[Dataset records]
-.-.-

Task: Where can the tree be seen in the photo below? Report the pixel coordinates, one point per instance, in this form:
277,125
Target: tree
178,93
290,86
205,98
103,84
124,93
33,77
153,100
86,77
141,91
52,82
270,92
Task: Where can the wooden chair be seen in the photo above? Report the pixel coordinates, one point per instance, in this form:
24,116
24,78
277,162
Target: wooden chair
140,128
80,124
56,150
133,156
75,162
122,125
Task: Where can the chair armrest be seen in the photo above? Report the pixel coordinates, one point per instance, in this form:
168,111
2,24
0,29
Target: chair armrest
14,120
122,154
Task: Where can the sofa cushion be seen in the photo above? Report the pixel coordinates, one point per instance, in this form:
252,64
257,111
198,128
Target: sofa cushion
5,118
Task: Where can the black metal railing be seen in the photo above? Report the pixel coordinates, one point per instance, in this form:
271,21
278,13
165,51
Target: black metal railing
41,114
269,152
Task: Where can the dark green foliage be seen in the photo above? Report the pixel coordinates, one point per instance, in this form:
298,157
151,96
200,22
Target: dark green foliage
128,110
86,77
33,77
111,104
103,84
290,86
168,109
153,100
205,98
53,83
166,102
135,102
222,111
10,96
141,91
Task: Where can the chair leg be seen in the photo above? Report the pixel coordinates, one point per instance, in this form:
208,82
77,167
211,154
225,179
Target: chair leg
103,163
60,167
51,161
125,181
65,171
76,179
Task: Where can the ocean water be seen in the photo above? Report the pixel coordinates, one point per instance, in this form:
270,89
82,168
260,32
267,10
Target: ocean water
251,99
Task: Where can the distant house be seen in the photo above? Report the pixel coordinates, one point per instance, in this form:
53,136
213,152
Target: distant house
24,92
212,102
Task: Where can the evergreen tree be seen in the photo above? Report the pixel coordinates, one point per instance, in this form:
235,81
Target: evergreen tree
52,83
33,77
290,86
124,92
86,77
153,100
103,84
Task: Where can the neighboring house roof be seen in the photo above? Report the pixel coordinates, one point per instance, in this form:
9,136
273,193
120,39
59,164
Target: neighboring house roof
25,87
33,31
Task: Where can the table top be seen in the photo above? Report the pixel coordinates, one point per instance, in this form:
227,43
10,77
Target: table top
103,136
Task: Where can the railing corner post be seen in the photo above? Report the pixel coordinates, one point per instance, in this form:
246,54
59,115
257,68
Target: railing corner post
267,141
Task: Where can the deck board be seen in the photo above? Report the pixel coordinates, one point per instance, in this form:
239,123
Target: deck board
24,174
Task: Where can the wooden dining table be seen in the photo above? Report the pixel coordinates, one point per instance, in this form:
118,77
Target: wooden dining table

-.-.-

### Task:
Rewrite every one of these lines with "pixel coordinates" changed to "point coordinates" and nothing else altered.

### Task answer:
Task: Where can the tree be seen in the photo below? Report the point coordinates, one point per instance, in this form:
277,125
Target: tree
178,93
290,86
205,98
103,84
124,93
33,77
153,100
86,77
141,91
52,82
270,92
Task: Where can the wooden chair be seen in the photo above? Report the point coordinates, one point per instance, in this form:
24,116
24,78
277,162
Target: wooden chair
140,128
80,124
56,150
133,156
75,162
122,125
Task: Where can the chair armrest be seen in the photo above? Report the point coordinates, one point per instance, in this form:
168,111
2,24
0,29
Target: chair armrest
14,120
122,154
Task: Where can the sofa cushion be seen in the photo above? Report the point coordinates, one point per instance, in this form:
252,64
257,111
198,128
Target: sofa cushion
5,118
Task: Where can the black metal railing be seen in the photo above? Report the point coordinates, one point per instance, in this form:
271,21
278,13
165,51
Target: black metal railing
41,114
269,152
Task: Where can the dark green foliage be seen in the photo above? Report the point coordinates, one point per instance, in this form:
298,157
151,96
200,22
Target: dark green foliage
128,110
86,77
33,77
111,104
103,84
290,86
168,109
153,100
205,98
53,83
166,102
135,102
222,111
10,96
141,91
Task: Where can the chair leg be seen in the photo above? Report the point coordinates, one point per instance, in this form:
208,82
77,167
211,154
225,179
Target: chair leg
103,163
60,167
51,161
125,181
65,171
76,179
Task: Where can the ocean water be seen in the photo above? Report the point coordinates, one point per instance, in this form:
270,89
82,168
260,32
267,10
Target: ocean water
251,99
Task: Where can the distant house be seen in the photo above? Report the point coordinates, one point per instance, in this form:
53,136
213,152
Target: distant house
24,92
212,102
Task: Where can the evergreen tree be seen in the photo above? Report the point coordinates, one point per instance, in this form:
235,81
Target: evergreen tree
52,83
33,77
290,86
124,92
86,77
153,100
103,84
Task: Where can the neighboring house roof be seen in the photo above? Report the point coordinates, one point per instance, in this form:
9,136
273,193
120,39
59,164
Target: neighboring house roof
25,87
33,31
Task: Where can the table top be seen in the photo above? Report the point coordinates, one point per instance, in this form:
227,43
10,77
Target: table top
103,136
Task: Where can the railing corner post be seen in the photo above? Report the point coordinates, one point per instance, in this form:
246,54
59,115
257,68
Target: railing corner post
267,141
Task: Where can the deck board be seen in the photo above? Report the point coordinates, one point per instance, in this form:
239,123
Target: deck board
24,174
Task: Where can the wooden dining table be seen in the photo above? Report the point coordinates, one point per instance, in this form:
118,77
Target: wooden dining table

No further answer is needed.